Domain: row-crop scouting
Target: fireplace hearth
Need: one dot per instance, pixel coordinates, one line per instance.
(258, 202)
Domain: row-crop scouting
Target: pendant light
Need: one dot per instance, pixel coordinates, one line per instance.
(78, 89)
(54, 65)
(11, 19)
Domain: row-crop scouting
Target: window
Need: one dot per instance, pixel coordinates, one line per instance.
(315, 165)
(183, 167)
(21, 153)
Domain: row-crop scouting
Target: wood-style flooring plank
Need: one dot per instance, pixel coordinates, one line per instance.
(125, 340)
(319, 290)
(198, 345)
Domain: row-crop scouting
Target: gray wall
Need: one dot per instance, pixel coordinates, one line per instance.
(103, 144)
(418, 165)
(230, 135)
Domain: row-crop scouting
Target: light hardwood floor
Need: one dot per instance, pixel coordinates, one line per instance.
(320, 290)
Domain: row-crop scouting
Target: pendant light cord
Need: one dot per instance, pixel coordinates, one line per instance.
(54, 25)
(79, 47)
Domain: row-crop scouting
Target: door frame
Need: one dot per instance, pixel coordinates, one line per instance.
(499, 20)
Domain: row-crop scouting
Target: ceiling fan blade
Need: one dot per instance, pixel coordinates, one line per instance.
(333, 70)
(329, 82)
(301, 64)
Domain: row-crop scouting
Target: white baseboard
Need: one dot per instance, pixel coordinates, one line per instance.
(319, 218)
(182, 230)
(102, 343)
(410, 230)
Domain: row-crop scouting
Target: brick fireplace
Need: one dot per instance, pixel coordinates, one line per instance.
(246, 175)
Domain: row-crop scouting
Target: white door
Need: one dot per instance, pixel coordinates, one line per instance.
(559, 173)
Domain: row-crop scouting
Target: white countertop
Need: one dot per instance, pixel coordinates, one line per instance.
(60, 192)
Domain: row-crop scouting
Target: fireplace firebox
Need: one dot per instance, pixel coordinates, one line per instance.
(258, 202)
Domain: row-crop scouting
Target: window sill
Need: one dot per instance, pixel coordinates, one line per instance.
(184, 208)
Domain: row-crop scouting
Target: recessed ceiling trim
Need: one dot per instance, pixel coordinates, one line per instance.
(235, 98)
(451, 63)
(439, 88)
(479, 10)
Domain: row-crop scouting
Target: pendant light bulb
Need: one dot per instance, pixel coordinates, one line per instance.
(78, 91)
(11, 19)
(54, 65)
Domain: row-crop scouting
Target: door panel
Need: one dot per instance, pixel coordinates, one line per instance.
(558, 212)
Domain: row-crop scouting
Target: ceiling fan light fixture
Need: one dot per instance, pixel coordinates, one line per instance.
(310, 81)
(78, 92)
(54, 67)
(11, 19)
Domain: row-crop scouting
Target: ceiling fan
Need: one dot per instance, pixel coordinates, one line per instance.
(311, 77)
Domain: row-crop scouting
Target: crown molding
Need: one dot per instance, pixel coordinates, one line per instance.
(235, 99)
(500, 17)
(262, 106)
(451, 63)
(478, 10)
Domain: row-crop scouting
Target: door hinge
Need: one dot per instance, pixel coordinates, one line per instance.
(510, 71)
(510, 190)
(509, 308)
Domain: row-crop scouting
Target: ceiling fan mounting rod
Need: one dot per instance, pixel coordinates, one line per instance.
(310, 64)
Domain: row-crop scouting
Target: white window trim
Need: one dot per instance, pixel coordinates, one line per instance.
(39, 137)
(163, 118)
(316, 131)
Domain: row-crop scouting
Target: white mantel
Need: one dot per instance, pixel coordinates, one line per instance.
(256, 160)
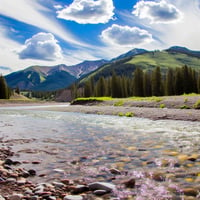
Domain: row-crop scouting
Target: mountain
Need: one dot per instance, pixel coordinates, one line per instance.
(130, 53)
(184, 50)
(147, 60)
(46, 78)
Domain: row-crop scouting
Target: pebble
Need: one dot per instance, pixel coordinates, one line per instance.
(100, 192)
(58, 184)
(80, 189)
(1, 198)
(115, 171)
(130, 183)
(108, 187)
(73, 197)
(15, 197)
(190, 192)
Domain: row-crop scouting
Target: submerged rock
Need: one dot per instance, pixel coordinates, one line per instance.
(73, 197)
(108, 187)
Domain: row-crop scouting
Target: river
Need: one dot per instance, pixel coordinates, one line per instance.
(162, 155)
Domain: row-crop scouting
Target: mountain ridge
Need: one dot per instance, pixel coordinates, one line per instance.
(48, 78)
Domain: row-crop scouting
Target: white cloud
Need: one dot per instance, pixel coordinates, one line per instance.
(88, 11)
(30, 12)
(125, 36)
(157, 12)
(42, 46)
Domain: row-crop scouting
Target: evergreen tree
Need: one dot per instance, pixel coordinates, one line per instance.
(198, 83)
(115, 89)
(170, 82)
(156, 82)
(138, 83)
(178, 82)
(101, 87)
(87, 89)
(4, 94)
(147, 84)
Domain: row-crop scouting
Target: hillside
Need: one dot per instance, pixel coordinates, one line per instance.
(172, 57)
(49, 78)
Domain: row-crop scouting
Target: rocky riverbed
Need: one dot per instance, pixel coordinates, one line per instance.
(111, 183)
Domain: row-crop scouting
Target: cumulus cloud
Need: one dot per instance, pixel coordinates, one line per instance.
(125, 35)
(42, 46)
(88, 11)
(157, 12)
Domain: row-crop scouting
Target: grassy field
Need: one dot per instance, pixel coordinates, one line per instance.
(165, 60)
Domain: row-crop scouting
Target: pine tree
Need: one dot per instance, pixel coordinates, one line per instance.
(147, 84)
(138, 83)
(101, 87)
(178, 82)
(115, 88)
(156, 82)
(170, 82)
(3, 88)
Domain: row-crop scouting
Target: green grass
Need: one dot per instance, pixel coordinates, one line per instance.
(156, 99)
(162, 105)
(119, 103)
(164, 59)
(197, 105)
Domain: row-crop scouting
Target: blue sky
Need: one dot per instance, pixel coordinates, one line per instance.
(50, 32)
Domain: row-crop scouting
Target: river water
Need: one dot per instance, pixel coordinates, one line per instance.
(163, 156)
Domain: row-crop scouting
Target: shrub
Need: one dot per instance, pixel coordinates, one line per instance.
(184, 107)
(129, 114)
(119, 103)
(197, 105)
(162, 105)
(120, 114)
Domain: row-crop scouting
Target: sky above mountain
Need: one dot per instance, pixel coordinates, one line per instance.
(50, 32)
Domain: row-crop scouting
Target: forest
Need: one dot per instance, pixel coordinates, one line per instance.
(142, 83)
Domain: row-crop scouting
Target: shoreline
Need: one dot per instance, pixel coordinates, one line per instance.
(167, 108)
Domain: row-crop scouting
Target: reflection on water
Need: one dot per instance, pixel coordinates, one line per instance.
(77, 145)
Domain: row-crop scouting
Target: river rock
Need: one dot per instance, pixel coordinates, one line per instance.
(8, 162)
(1, 198)
(108, 187)
(80, 189)
(15, 197)
(130, 183)
(32, 172)
(190, 192)
(115, 171)
(100, 192)
(73, 197)
(58, 184)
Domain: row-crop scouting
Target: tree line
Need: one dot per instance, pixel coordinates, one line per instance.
(5, 92)
(143, 84)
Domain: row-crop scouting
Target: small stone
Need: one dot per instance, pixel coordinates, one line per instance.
(1, 198)
(130, 183)
(100, 192)
(10, 180)
(190, 192)
(32, 172)
(36, 162)
(8, 162)
(58, 184)
(115, 171)
(108, 187)
(80, 189)
(16, 197)
(73, 197)
(158, 177)
(21, 181)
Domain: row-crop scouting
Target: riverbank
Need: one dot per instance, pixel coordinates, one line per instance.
(184, 108)
(155, 108)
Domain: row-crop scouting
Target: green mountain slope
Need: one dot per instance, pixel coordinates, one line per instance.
(147, 61)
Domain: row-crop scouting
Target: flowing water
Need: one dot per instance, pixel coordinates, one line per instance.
(163, 156)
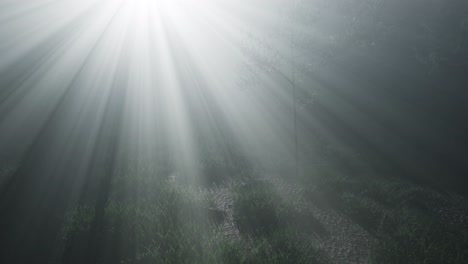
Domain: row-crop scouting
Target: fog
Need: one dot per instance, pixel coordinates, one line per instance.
(203, 92)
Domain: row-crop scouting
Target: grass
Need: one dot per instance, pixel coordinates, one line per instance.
(149, 219)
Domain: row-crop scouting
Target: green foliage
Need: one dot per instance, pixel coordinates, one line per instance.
(412, 236)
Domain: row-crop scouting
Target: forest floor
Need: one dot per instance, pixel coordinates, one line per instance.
(247, 219)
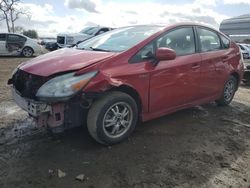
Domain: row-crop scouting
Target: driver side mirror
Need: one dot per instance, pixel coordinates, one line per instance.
(165, 54)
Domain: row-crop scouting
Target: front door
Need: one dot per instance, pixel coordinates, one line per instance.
(3, 49)
(214, 62)
(177, 82)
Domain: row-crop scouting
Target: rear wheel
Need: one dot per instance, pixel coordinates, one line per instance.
(27, 52)
(229, 90)
(112, 118)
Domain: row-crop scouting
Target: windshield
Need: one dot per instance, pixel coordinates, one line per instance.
(119, 40)
(90, 30)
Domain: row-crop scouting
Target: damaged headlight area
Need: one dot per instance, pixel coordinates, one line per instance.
(64, 87)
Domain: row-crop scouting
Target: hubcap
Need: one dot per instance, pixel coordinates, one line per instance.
(229, 90)
(117, 120)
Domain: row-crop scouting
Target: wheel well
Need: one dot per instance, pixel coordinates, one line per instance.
(132, 92)
(236, 75)
(28, 47)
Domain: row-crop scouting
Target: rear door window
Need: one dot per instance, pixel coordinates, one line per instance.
(209, 40)
(181, 40)
(225, 42)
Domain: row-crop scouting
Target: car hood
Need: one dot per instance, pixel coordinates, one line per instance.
(63, 60)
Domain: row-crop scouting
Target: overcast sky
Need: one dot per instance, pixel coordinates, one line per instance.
(50, 17)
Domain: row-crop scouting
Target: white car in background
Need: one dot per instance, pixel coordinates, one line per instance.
(245, 50)
(71, 39)
(12, 44)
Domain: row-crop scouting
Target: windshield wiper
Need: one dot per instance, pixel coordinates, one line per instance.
(99, 49)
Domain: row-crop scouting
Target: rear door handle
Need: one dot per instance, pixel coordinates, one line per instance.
(195, 66)
(225, 58)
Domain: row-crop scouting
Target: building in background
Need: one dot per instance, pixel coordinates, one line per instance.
(238, 28)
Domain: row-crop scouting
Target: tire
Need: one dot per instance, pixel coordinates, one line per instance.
(229, 90)
(27, 52)
(112, 118)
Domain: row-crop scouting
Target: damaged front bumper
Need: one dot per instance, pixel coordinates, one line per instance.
(46, 115)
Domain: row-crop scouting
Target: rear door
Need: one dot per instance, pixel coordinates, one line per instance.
(3, 49)
(214, 62)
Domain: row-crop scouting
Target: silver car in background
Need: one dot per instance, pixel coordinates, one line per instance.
(12, 44)
(71, 39)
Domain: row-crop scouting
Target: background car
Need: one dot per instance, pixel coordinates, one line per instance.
(245, 50)
(71, 39)
(16, 44)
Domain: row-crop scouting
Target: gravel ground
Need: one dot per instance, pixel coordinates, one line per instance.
(205, 146)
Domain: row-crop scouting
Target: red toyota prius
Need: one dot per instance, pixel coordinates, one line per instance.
(114, 80)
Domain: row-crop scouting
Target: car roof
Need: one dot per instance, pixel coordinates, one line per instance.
(15, 34)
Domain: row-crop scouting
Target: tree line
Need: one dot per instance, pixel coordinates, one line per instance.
(10, 12)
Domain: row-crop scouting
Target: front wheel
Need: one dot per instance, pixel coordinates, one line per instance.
(112, 118)
(229, 90)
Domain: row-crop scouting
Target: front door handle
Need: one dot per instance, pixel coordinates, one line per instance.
(225, 58)
(195, 66)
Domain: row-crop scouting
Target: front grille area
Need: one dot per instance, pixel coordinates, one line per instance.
(60, 40)
(27, 84)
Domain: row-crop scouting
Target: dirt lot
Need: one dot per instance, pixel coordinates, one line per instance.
(206, 146)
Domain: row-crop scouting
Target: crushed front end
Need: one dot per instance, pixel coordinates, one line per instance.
(55, 102)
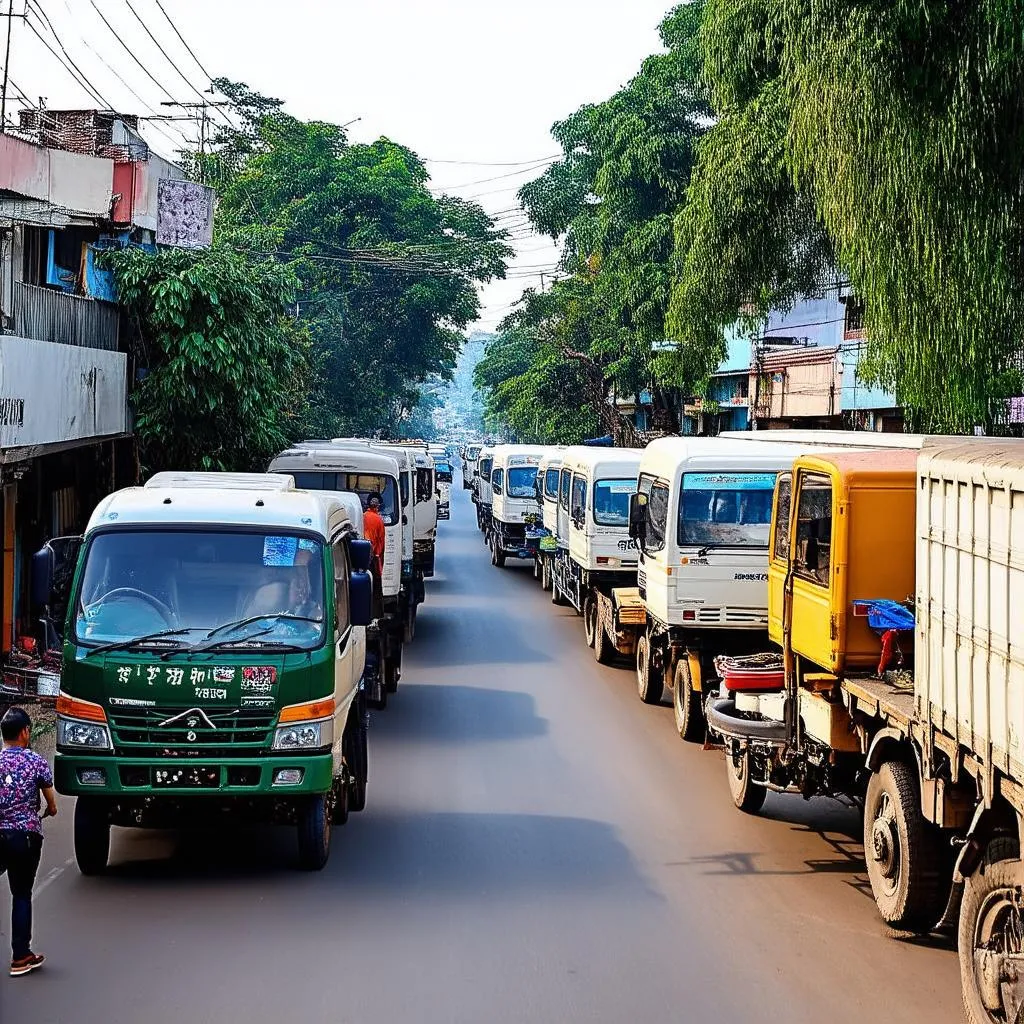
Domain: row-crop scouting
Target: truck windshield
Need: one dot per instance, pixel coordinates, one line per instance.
(520, 481)
(363, 484)
(726, 509)
(611, 501)
(140, 582)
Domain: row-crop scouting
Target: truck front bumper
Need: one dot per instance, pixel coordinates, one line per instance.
(91, 775)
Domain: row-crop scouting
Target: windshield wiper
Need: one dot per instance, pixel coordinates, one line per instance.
(137, 641)
(230, 627)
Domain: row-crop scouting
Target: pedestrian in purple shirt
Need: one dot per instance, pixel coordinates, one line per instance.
(24, 777)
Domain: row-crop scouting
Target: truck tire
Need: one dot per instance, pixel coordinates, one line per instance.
(313, 833)
(591, 622)
(92, 836)
(902, 850)
(649, 683)
(748, 796)
(686, 704)
(988, 914)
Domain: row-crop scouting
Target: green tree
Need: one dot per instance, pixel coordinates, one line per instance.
(388, 271)
(886, 139)
(224, 381)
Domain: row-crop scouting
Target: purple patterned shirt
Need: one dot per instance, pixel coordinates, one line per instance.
(23, 774)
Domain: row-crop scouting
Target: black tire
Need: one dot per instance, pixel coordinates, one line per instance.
(313, 832)
(92, 836)
(988, 910)
(546, 573)
(904, 852)
(391, 675)
(686, 704)
(649, 683)
(591, 622)
(748, 796)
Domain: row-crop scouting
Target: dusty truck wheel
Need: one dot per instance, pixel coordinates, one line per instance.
(591, 623)
(902, 850)
(92, 836)
(313, 833)
(989, 939)
(649, 684)
(748, 796)
(686, 704)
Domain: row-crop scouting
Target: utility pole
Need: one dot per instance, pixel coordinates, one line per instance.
(204, 121)
(10, 15)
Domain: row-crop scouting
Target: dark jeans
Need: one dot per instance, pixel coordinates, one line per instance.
(19, 853)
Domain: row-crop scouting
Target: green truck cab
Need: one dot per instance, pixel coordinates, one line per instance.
(214, 647)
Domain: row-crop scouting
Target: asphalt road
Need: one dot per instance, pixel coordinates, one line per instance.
(538, 846)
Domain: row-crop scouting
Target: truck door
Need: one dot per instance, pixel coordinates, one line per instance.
(778, 555)
(811, 567)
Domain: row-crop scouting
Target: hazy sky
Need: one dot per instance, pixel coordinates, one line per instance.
(472, 81)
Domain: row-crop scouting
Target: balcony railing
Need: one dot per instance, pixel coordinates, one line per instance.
(49, 314)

========

What is required
Count the lines in the material above that contain the string "front", with case counting. Reply with the number only.

Solution for this exercise
7